What is being asked
Return exactly the lines from the one containing "Could you please segment every instance of the white" through the last line of the records below, both included, and leave out any pictures.

(Source records)
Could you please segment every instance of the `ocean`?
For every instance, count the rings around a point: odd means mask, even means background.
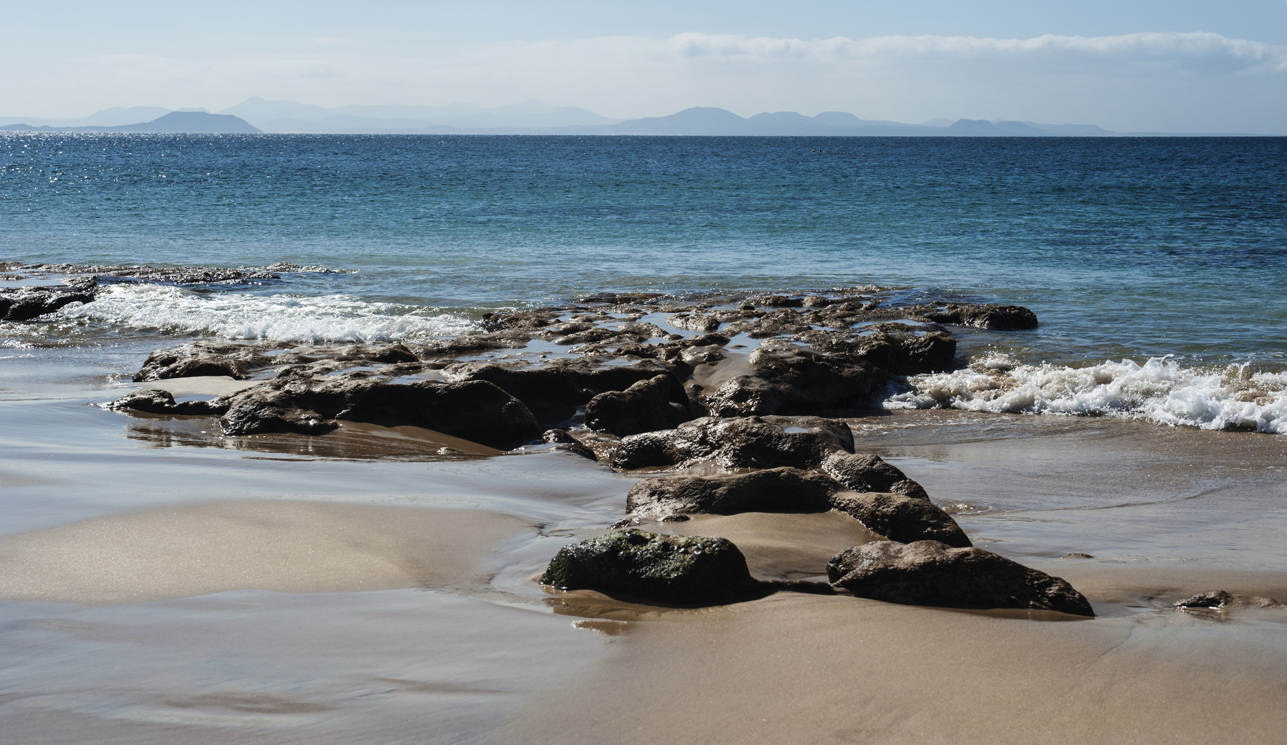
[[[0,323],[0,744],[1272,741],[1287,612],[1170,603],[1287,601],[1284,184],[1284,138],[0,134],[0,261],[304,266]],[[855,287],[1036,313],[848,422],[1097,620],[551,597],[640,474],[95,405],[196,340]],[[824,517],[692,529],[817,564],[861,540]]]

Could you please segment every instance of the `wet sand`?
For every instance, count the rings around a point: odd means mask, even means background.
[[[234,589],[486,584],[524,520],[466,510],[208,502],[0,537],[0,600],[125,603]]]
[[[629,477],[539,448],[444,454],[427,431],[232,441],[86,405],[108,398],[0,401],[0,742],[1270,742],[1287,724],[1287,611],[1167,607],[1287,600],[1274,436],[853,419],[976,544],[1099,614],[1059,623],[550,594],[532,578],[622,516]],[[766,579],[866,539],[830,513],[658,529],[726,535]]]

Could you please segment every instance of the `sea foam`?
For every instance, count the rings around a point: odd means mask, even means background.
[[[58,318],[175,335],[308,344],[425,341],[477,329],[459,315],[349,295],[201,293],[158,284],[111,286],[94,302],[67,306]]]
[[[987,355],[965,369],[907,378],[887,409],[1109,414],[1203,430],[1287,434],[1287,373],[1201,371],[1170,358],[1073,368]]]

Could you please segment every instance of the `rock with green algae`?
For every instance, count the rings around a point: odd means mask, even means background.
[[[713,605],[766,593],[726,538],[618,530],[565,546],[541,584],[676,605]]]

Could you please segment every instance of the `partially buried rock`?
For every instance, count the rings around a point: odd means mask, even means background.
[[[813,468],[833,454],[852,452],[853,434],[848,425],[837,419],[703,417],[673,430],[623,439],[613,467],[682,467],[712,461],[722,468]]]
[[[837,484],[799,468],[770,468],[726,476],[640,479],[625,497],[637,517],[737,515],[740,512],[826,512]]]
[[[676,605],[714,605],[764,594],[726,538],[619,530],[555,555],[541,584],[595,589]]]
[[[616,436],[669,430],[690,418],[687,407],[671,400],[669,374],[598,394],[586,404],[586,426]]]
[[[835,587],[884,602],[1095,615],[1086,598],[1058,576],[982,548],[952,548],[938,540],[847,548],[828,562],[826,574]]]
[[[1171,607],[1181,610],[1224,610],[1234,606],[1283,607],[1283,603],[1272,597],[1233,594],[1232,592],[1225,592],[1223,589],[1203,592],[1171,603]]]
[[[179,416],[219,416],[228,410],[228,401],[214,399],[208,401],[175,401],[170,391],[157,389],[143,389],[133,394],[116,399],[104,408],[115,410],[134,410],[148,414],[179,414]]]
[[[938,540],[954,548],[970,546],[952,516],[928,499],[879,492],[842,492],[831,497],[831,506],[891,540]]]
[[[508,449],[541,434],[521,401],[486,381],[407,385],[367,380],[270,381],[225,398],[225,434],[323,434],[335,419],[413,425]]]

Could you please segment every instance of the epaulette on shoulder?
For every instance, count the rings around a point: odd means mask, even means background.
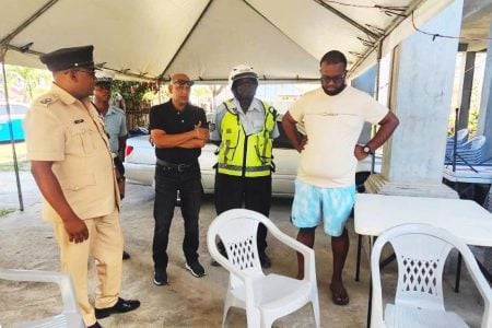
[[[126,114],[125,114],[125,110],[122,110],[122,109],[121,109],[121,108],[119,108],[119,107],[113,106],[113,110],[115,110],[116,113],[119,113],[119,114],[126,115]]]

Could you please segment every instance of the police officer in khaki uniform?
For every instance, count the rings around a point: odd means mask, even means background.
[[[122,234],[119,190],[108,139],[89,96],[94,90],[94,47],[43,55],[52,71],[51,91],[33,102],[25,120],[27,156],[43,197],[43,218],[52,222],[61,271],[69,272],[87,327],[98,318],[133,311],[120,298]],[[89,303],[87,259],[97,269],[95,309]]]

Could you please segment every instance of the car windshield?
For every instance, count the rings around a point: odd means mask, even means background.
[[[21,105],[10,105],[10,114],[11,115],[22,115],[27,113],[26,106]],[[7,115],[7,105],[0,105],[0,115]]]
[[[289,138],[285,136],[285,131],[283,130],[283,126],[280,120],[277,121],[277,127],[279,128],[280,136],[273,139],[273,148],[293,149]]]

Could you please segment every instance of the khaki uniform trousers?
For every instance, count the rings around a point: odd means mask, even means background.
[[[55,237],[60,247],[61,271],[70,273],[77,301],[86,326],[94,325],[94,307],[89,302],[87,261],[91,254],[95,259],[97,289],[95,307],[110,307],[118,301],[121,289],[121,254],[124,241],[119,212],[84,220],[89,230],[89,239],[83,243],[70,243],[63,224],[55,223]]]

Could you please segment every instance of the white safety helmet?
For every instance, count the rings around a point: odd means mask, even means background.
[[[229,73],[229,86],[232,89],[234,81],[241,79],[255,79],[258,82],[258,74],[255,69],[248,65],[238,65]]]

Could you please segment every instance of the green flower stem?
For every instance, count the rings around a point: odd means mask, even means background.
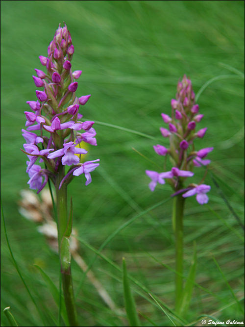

Answer to this task
Could you please segment every instance of the white safety helmet?
For every instance, count the rings around a point: odd means mask, even means background.
[[[229,73],[229,86],[232,89],[234,81],[241,79],[255,79],[258,82],[258,74],[255,69],[248,65],[238,65]]]

Could you please segment every instance of the green flower stem?
For every instance, count the rings around a point: odd means mask, even means background.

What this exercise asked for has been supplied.